← Back to context

Comment by elorant

12 hours ago

I do a lot of work that is based on academic research, aka building a proprietary sparse embedding model. My issue with academia is that they don’t bother to solve the practical issues. They tell you how to build a PPMI model, but what about hitting a database that’s 500TB to find co-occurrence numbers? This isn’t even touched so you’d then have to go and invent a bazillion of algorithms yourself to make your life easier. So while the bedrock is based on academic research and we thank them for that, scaling anything requires a lot of work in uncharted territories.

Well, yeah. That's why we have "research & development" as a term.

What you're referring to is the "development" part of that. In some sense: the job you have _exists precisely because it's not part of the research phase_, and it's equally as valuable as the research part. Research is the proof of concept; development is scaling up and making production-ready and finding small efficiencies and so on.

From an industry perspective, it's tempting to conflate these, because that's what industry research labs are designed to do: integrated R&D. But that is not at all how academic research labs work.

But that isn't the purpose of academia -- the purpose of it is to discover new phenomena not to make products. It is true that there is a lot of work to turn a new advance into a product whether it is software or turning biological knowledge into a drug, but without discovery of new phenomena new products will come to a halt. While it is true that some corporate labs, most famously Bell Labs in its heyday, but also for example IBM's T.J. Watson and Xerox's PARC did do basic research besides product-focused work, this is pretty rare because it is hard to justify the cost of something that may only be practical in decades and often help your competitors as much as yourself.

> My issue with academia is that they don’t bother to solve the practical issues. They tell you how to build a PPMI model, but what about hitting a database that’s 500TB to find co-occurrence numbers?

Soon we will also blame academia for not providing iOS and android apps

I jest but database design is its own sub field of computer science, maybe look into their papers?

  • I did that too. Ending up building my own reverse index with a fixed-size vocabulary. But that's my issue, you start building one product and you end-up building ten in the process to solve all edge cases because no one bothered to research how things scale.

The practical issue of academia is epistemological. It's about learning how a phenomenon came to exists. If you are looking for efficiency the field of academia related to learning how to do so is computational complexity and it works quite well.

The goal of academia isn't to be practical, "only" learning.

▸ **DATA**:
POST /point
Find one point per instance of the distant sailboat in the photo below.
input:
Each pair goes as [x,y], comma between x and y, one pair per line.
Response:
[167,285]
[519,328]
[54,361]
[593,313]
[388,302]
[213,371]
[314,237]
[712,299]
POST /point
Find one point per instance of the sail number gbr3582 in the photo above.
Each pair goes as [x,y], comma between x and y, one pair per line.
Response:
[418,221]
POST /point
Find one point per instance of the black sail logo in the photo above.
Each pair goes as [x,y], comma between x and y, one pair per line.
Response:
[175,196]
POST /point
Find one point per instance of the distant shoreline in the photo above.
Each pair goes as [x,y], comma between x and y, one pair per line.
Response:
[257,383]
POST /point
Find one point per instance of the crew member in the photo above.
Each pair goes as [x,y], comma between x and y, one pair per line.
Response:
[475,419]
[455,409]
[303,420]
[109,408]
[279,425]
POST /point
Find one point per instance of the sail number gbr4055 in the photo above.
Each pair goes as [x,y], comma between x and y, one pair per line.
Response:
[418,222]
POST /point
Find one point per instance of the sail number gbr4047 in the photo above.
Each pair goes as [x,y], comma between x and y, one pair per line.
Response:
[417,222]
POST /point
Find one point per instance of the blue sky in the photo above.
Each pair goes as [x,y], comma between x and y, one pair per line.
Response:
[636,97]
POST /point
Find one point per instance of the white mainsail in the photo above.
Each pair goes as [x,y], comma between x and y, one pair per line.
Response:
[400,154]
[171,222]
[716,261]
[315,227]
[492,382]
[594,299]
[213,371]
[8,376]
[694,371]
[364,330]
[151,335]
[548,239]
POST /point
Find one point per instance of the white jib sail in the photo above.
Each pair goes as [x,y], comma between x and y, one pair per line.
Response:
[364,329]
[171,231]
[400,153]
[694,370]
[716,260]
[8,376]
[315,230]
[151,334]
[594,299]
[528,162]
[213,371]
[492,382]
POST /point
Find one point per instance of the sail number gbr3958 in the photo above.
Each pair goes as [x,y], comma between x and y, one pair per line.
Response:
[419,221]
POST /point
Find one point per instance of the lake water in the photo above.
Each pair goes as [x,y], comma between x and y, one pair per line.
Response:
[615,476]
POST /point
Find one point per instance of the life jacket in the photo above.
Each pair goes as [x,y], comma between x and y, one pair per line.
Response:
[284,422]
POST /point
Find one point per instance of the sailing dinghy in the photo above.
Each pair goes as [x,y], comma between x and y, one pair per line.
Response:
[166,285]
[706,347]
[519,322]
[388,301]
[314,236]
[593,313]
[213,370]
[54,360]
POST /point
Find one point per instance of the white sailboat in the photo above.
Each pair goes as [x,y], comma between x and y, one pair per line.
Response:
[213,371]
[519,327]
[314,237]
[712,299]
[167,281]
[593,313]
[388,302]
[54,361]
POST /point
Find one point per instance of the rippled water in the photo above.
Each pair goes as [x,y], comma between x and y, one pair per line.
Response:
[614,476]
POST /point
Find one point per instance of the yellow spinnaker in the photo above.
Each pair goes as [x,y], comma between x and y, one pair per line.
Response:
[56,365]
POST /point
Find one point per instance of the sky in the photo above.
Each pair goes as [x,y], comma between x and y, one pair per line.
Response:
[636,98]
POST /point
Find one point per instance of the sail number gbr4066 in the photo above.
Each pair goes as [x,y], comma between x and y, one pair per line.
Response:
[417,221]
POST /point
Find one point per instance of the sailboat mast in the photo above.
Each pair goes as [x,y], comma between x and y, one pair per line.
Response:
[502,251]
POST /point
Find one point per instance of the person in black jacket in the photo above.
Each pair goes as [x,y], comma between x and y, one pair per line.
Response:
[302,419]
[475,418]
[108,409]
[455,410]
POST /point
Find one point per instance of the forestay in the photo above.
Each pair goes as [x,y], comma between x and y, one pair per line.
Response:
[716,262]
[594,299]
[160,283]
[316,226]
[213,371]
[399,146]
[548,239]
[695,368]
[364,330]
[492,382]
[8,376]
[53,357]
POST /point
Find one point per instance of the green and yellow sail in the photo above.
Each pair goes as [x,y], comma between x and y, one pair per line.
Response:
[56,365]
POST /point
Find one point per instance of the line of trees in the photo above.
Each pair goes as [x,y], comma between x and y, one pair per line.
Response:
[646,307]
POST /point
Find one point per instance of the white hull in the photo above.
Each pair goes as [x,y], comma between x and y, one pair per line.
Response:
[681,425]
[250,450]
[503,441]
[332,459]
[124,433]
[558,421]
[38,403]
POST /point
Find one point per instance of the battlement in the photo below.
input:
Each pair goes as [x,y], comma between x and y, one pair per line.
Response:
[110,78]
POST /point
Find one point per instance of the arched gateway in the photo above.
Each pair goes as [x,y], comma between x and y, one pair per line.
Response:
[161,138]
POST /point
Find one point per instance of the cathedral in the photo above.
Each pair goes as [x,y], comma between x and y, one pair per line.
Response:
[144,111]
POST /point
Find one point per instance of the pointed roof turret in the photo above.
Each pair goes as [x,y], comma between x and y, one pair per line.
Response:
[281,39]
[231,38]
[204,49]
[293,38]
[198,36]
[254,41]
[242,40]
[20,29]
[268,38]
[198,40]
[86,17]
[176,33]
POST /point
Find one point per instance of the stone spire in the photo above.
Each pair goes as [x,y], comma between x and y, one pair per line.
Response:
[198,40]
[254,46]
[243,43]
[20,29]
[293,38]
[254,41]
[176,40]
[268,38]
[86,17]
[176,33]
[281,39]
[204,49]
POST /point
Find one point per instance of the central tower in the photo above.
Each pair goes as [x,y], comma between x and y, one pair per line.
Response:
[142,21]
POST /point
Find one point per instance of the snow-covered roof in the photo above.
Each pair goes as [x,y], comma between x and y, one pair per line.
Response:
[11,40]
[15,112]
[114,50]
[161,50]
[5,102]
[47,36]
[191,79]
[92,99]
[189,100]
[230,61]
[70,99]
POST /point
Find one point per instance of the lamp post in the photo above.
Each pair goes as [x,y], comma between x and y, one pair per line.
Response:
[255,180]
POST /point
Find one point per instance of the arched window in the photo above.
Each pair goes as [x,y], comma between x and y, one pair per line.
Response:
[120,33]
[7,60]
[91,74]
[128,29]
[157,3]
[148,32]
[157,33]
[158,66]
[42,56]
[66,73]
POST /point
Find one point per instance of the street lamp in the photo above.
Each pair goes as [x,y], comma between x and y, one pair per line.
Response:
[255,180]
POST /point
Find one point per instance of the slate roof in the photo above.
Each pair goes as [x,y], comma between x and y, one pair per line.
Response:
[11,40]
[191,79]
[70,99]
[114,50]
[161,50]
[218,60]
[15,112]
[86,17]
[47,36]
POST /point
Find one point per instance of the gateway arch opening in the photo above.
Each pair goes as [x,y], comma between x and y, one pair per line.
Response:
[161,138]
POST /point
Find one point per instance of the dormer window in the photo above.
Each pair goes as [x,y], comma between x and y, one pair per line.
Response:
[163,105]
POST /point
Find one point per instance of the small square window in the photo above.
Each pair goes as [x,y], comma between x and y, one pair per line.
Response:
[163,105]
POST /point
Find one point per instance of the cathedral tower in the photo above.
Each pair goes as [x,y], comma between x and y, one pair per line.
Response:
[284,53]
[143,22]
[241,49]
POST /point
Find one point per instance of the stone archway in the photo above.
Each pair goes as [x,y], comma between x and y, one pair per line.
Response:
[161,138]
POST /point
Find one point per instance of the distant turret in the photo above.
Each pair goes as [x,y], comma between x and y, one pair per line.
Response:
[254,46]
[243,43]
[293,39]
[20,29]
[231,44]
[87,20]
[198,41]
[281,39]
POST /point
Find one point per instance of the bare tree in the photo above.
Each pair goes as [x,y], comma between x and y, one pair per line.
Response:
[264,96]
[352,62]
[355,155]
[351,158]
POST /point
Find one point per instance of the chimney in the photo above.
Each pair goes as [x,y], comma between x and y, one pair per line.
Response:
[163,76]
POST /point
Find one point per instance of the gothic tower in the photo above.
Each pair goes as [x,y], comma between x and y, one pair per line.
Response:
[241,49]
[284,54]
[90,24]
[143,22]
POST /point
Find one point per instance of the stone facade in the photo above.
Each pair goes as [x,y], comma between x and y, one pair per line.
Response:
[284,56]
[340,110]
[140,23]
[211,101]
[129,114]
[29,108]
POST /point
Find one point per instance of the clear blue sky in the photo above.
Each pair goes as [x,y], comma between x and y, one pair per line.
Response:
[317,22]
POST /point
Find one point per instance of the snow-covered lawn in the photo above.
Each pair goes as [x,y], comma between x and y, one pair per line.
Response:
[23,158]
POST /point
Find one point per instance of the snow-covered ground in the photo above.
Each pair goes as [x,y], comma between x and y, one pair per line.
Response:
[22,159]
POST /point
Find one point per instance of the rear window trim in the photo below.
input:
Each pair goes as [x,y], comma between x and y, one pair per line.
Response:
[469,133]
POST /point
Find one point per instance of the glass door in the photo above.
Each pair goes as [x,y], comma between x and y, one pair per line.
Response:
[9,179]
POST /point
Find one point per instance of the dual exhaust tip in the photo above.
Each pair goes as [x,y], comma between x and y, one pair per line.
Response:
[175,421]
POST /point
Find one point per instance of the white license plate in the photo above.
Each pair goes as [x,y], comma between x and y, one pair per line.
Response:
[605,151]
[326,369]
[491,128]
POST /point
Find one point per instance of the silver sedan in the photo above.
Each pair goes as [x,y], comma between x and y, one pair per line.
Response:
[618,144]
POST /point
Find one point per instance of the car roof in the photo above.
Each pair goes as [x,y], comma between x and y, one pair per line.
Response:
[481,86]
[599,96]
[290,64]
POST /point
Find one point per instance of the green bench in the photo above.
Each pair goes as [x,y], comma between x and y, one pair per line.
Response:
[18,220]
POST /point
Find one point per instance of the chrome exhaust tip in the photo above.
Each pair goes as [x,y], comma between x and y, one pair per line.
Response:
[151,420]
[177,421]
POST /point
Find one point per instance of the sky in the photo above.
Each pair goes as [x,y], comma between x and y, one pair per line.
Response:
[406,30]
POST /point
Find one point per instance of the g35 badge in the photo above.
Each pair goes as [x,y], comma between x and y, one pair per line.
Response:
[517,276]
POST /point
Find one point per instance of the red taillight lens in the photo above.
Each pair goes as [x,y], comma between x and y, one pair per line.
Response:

▸ **EXERCISE 1**:
What does the forum thread state about each of the following?
(a) How large is the database the first commenter mentions for finding co-occurrence numbers?
(b) Which corporate labs are named as having done basic research besides product-focused work?
(c) What did the first commenter end up building?
▸ **EXERCISE 2**: Can you write out, word for word, the part of the forum thread that opens with the words containing "Well, yeah. That's" and closes with "research labs work."?
▸ **EXERCISE 3**: According to the forum thread, why is basic research rare in corporate labs? Answer in one to three sentences.

▸ **EXPECTED ANSWER 1**:
(a) 500TB.
(b) Bell Labs, IBM's T.J. Watson and Xerox's PARC.
(c) A reverse index with a fixed-size vocabulary.

▸ **EXPECTED ANSWER 2**:
Well, yeah. That's why we have "research & development" as a term.

What you're referring to is the "development" part of that. In some sense: the job you have _exists precisely because it's not part of the research phase_, and it's equally as valuable as the research part. Research is the proof of concept; development is scaling up and making production-ready and finding small efficiencies and so on.

From an industry perspective, it's tempting to conflate these, because that's what industry research labs are designed to do: integrated R&D. But that is not at all how academic research labs work.

▸ **EXPECTED ANSWER 3**: It is hard to justify the cost of research that may only become practical in decades. Such research also often helps a company's competitors as much as the company itself.